▶ WORK REQUEST 1
From the article on two-dimensional materials, list the kinds of devices Churchill says progress may bring once silicon devices can no longer be shrunk.
▶ WORK REQUEST 2
Reproduce a section of the article on two-dimensional materials. Begin at the words "Churchill, an assistant" and stop after the words "layer of atoms.".
▶ WORK REQUEST 3
Answer these questions using the article on two-dimensional materials:
(a) What position does Hugh Churchill hold?
(b) What do two-dimensional materials consist of?
(c) What does the article say confinement can change in an LED?

*** Opening EXCERPTED PASSAGE ***

As the processing capability of the silicon chip reaches its limits in today’s technology, scientists are speeding toward the discovery of new materials that will power the next generation of electronic devices.

Hugh Churchill has joined the race.

Churchill, an assistant professor of physics at the University of Arkansas, studies the basic physical properties of two-dimensional materials, which consist of a single layer of atoms.

“Our ability to further shrink silicon devices is coming to an end, so progress and new capabilities will have to come from ideas other than shrinking,” Churchill said. “This may include devices that are flexible and/or transparent, or that consume much less power by defining the ones and zeroes of computing in a fundamentally different way.”

Quantum devices are nanoscale electronic and optoelectronic devices with properties that are enabled or augmented by quantum effects. Some common optoelectronic devices are solar cells and light-emitting diodes, better known as LEDs. One common quantum effect is called confinement, where the electrons in a material are forced to occupy a small region of space. Confinement can change the color of an LED, for example.

*** Closing EXCERPTED PASSAGE ***
*** Opening RECORD EXTRACTS ***

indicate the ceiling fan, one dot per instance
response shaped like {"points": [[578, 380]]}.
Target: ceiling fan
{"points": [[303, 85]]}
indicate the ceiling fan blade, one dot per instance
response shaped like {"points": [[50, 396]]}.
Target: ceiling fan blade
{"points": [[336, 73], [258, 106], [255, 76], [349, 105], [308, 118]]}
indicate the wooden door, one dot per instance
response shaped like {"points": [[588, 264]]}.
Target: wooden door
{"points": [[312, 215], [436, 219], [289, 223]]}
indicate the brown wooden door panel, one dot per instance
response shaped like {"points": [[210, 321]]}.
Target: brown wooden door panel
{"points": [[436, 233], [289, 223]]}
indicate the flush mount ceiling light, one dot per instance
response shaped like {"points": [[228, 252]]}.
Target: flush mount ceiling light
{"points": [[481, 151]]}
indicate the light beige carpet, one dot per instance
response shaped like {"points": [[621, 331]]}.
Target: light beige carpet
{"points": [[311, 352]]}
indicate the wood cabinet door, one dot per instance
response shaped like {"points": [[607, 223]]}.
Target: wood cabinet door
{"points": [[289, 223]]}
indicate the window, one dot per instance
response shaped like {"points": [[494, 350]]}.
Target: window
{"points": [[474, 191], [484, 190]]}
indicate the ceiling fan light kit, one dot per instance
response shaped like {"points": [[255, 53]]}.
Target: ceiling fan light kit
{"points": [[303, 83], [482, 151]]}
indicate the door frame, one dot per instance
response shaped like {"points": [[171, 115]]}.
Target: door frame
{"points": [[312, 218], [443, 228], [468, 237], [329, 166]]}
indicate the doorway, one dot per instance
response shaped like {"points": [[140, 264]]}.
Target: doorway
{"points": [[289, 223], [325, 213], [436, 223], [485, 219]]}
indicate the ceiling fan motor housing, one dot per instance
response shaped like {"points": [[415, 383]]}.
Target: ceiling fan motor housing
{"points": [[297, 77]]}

*** Closing RECORD EXTRACTS ***

▶ TASK ANSWER 1
- Devices that are flexible
- Devices that are transparent
- Devices that consume much less power by defining the ones and zeroes of computing in a fundamentally different way

▶ TASK ANSWER 2
Churchill, an assistant professor of physics at the University of Arkansas, studies the basic physical properties of two-dimensional materials, which consist of a single layer of atoms.

▶ TASK ANSWER 3
(a) He is an assistant professor of physics at the University of Arkansas.
(b) They consist of a single layer of atoms.
(c) Confinement can change the color of an LED.